**SEZIONE DI TESTO:**
I “cafoni” di Ignazio Silone in scena al Ridotto all’Aquila

16 Marzo 2022

Domani e venerdì, cinque attori daranno voce agli abitanti di “Fontamara” Una produzione Tsa-Lanciavicchio, nell’adattamento di Francesco Niccolini

La storia dei “cafoni” di Fontamara va in scena, domani alle 21 e in replica venerdì alle 17.30, per la Stagione Teatrale Aquilana del TSA, al Ridotto del Teatro comunale all'Aquila. Riprendono così vita i personaggi del romanzo di Ignazio Silone (nella drammaturgia di Francesco Niccolini, costumi e scenografie Scenotecnica Ivan Medici, musiche originali Giuseppe Morgante, regia Antonio Silvagni), grazie ai cinque attori “cafoni” Angie Cabrera, Stefania Evandro, Alberto Santucci, Rita Scognamiglio e Giacomo Vallozza del Lanciavicchio, che danno voce, di volta in volta, a tutti, vittime e carnefici.

Dati salvati
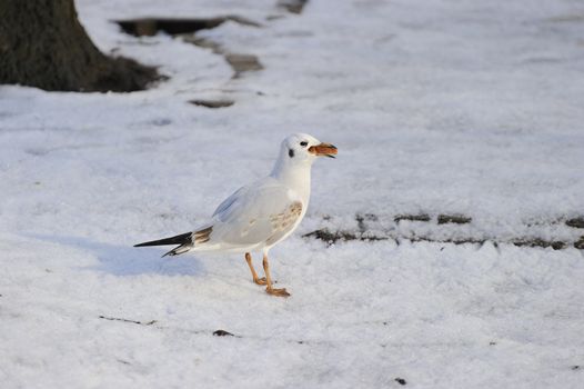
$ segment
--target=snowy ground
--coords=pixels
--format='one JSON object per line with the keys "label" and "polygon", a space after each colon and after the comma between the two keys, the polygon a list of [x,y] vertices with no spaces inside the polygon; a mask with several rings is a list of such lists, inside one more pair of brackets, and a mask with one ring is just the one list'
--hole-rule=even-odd
{"label": "snowy ground", "polygon": [[[103,51],[171,79],[0,88],[2,388],[584,386],[584,229],[565,223],[584,213],[581,2],[77,3]],[[111,22],[228,14],[261,27],[197,37],[263,70],[233,79],[189,37]],[[272,250],[291,298],[238,256],[131,247],[189,230],[296,131],[340,156],[315,164],[306,219]],[[301,238],[322,228],[391,239]]]}

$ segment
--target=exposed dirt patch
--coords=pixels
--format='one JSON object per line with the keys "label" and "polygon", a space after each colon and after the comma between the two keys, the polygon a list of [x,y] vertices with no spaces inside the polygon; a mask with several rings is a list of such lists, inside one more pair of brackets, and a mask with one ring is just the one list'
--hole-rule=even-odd
{"label": "exposed dirt patch", "polygon": [[472,218],[465,217],[464,215],[439,215],[439,225],[456,223],[466,225],[470,223]]}
{"label": "exposed dirt patch", "polygon": [[107,317],[107,316],[99,316],[99,318],[104,319],[104,320],[112,320],[112,321],[131,322],[131,323],[140,325],[140,326],[152,326],[157,322],[157,320],[138,321],[138,320],[130,320],[130,319],[124,319],[124,318],[112,318],[112,317]]}
{"label": "exposed dirt patch", "polygon": [[512,243],[518,247],[523,247],[523,246],[543,247],[543,248],[551,247],[554,250],[561,250],[567,246],[565,242],[562,242],[562,241],[557,241],[557,240],[548,241],[548,240],[543,240],[538,238],[528,239],[528,240],[516,240],[516,241],[513,241]]}
{"label": "exposed dirt patch", "polygon": [[215,337],[234,337],[233,333],[228,332],[225,330],[217,330],[217,331],[213,332],[213,336],[215,336]]}
{"label": "exposed dirt patch", "polygon": [[210,49],[215,54],[223,56],[231,69],[233,69],[233,78],[239,78],[246,71],[259,71],[263,69],[263,64],[256,56],[229,52],[218,42],[197,36],[184,36],[183,40],[200,48]]}
{"label": "exposed dirt patch", "polygon": [[[442,217],[442,219],[441,219]],[[330,221],[331,217],[324,216],[323,220]],[[393,218],[395,223],[400,223],[402,220],[431,222],[432,217],[430,215],[405,215],[401,213]],[[481,239],[476,237],[465,237],[469,235],[467,231],[461,230],[453,238],[436,239],[431,233],[422,232],[416,233],[415,231],[403,231],[396,229],[394,226],[379,223],[379,217],[373,213],[358,213],[355,216],[358,222],[356,230],[330,230],[329,228],[321,228],[312,232],[305,233],[303,238],[314,238],[326,242],[328,245],[334,245],[339,241],[377,241],[377,240],[394,240],[397,245],[401,241],[411,242],[435,242],[435,243],[452,243],[452,245],[484,245],[486,241],[492,241],[495,246],[499,243],[509,243],[517,247],[540,247],[540,248],[552,248],[554,250],[561,250],[568,247],[574,247],[580,250],[584,250],[584,236],[577,241],[563,241],[563,240],[546,240],[534,237],[516,237],[506,239]],[[471,218],[464,216],[451,216],[440,215],[439,225],[445,223],[459,223],[464,225],[471,221]],[[554,223],[551,221],[550,223]],[[425,231],[422,229],[421,231]]]}
{"label": "exposed dirt patch", "polygon": [[304,6],[306,6],[309,0],[280,0],[278,1],[278,7],[283,8],[291,13],[302,13]]}
{"label": "exposed dirt patch", "polygon": [[232,100],[202,100],[202,99],[190,100],[189,102],[191,104],[195,104],[199,107],[207,107],[207,108],[225,108],[225,107],[231,107],[235,103]]}
{"label": "exposed dirt patch", "polygon": [[399,223],[402,220],[410,220],[410,221],[430,221],[430,215],[422,213],[422,215],[397,215],[395,218],[393,218],[393,221]]}
{"label": "exposed dirt patch", "polygon": [[584,228],[584,216],[566,220],[566,226],[574,228]]}
{"label": "exposed dirt patch", "polygon": [[170,36],[178,36],[183,33],[193,33],[200,30],[214,29],[226,22],[234,21],[243,26],[261,27],[252,20],[236,17],[217,17],[217,18],[190,18],[190,19],[172,19],[172,18],[142,18],[129,20],[115,20],[123,32],[134,37],[152,37],[159,32],[165,32]]}

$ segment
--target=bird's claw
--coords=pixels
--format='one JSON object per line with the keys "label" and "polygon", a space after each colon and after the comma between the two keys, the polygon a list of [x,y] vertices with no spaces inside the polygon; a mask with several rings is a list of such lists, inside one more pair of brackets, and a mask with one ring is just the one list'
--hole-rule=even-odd
{"label": "bird's claw", "polygon": [[254,278],[253,279],[253,282],[258,283],[258,285],[268,285],[268,280],[265,279],[265,277],[262,277],[262,278]]}
{"label": "bird's claw", "polygon": [[265,288],[265,292],[268,295],[278,296],[278,297],[290,297],[290,293],[286,291],[285,288],[282,289],[274,289],[274,288]]}

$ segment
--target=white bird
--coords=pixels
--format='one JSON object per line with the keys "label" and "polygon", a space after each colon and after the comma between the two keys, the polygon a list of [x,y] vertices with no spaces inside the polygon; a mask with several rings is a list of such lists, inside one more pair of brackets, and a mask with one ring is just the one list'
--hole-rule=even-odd
{"label": "white bird", "polygon": [[[336,147],[331,143],[322,143],[306,133],[294,133],[282,141],[270,176],[228,197],[210,221],[194,231],[134,247],[179,245],[164,256],[188,251],[241,252],[245,255],[253,282],[266,286],[269,295],[288,297],[285,288],[272,287],[268,253],[296,229],[306,213],[312,163],[318,157],[334,158],[334,154]],[[251,251],[262,251],[265,277],[258,277]]]}

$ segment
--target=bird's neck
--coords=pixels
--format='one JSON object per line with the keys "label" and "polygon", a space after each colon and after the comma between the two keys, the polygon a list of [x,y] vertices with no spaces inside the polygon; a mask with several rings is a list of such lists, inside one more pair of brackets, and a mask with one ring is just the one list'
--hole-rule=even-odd
{"label": "bird's neck", "polygon": [[308,203],[311,167],[311,163],[291,164],[279,160],[270,176],[294,190]]}

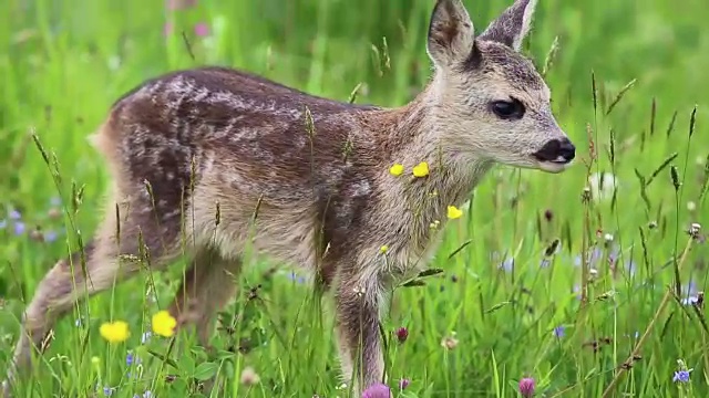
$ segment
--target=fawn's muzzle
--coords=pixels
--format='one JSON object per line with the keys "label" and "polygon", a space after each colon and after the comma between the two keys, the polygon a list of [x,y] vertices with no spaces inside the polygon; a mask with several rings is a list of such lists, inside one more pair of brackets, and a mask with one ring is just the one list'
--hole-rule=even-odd
{"label": "fawn's muzzle", "polygon": [[552,139],[533,156],[540,161],[567,164],[576,157],[576,147],[568,138]]}

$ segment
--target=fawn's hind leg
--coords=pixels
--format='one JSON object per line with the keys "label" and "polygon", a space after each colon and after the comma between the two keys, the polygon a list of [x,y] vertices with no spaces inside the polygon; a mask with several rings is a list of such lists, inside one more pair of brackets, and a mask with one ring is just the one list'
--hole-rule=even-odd
{"label": "fawn's hind leg", "polygon": [[242,260],[224,259],[216,250],[202,250],[185,271],[184,280],[169,307],[183,327],[194,324],[199,344],[208,347],[213,317],[236,294]]}
{"label": "fawn's hind leg", "polygon": [[383,381],[379,321],[390,293],[377,279],[359,273],[343,272],[335,287],[342,376],[353,376],[352,392],[359,397],[367,387]]}
{"label": "fawn's hind leg", "polygon": [[[137,210],[126,210],[131,207]],[[119,216],[120,228],[115,210],[107,211],[94,240],[84,248],[85,272],[78,261],[80,253],[74,253],[58,262],[42,279],[22,317],[13,363],[3,384],[6,392],[14,374],[30,365],[32,346],[38,346],[73,305],[135,275],[141,266],[161,269],[179,255],[178,228],[145,217],[146,212],[140,211],[145,208],[145,203],[134,201],[122,209],[125,212],[119,211],[126,214]],[[119,230],[120,239],[115,239]],[[150,261],[142,261],[143,254],[150,254]]]}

**ELENCO COMPITI:**
A: Rispondi a queste domande sull'articolo su Fontamara:
(i) A che ora va in scena lo spettacolo domani?
(ii) Chi ha scritto le musiche originali?
(iii) Quanti attori danno voce ai personaggi?
B: Elenca tutti gli attori nominati nell'articolo su Fontamara.
C: Continua l'articolo su Fontamara con qualche frase in più.
Le righe non servono a niente.

**COMPITI SVOLTI:**
A:
(i) Alle 21.
(ii) Giuseppe Morgante.
(iii) Cinque.

B: Angie Cabrera, Stefania Evandro, Alberto Santucci, Rita Scognamiglio, Giacomo Vallozza

C:
«Torno a Fontamara», racconta l’autore Francesco Niccolini, «trentacinque anni dopo il mio primo viaggio. Allora avevo 15 anni: la forza disperata dei tre testimoni protagonisti del capolavoro di Silone non mi ha mai abbandonato. Quello stile piano, colmo di dignità e al tempo stesso di umiliazione, l’ironia della scrittura e la ferocia dei potenti. I privilegi dei ricchi, la loro ingordigia, la presa in giro spietata di un mondo destinato al genocidio. Perché un genocidio è stato. Solo che allora non avevo gli strumenti per capirlo». «Quando vent’anni fa ho avuto la fortuna di lavorare con Marco Paolini e Gabriele Vacis al Racconto del Vajont», spiega ancora Niccolini, «uno dei capitoli più duri da studiare, esempio di coraggio e forza morale, è stata la lettura dell’arringa dell’accusa, scritta dall’avvocato Sandro Canestrini, che ne fece un autentico pamphlet, Vajont: genocidio di poveri. Ecco, tornando a Fontamara, penso che questo romanzo capolavoro sia un capitolo fondamentale per raccontare quel genocidio. Insieme agli attori “cafoni” come si definiscono loro stessi del Lanciavicchio e al regista Silvagni, provo a portare quelle voci e quei fantasmi sul palcoscenico».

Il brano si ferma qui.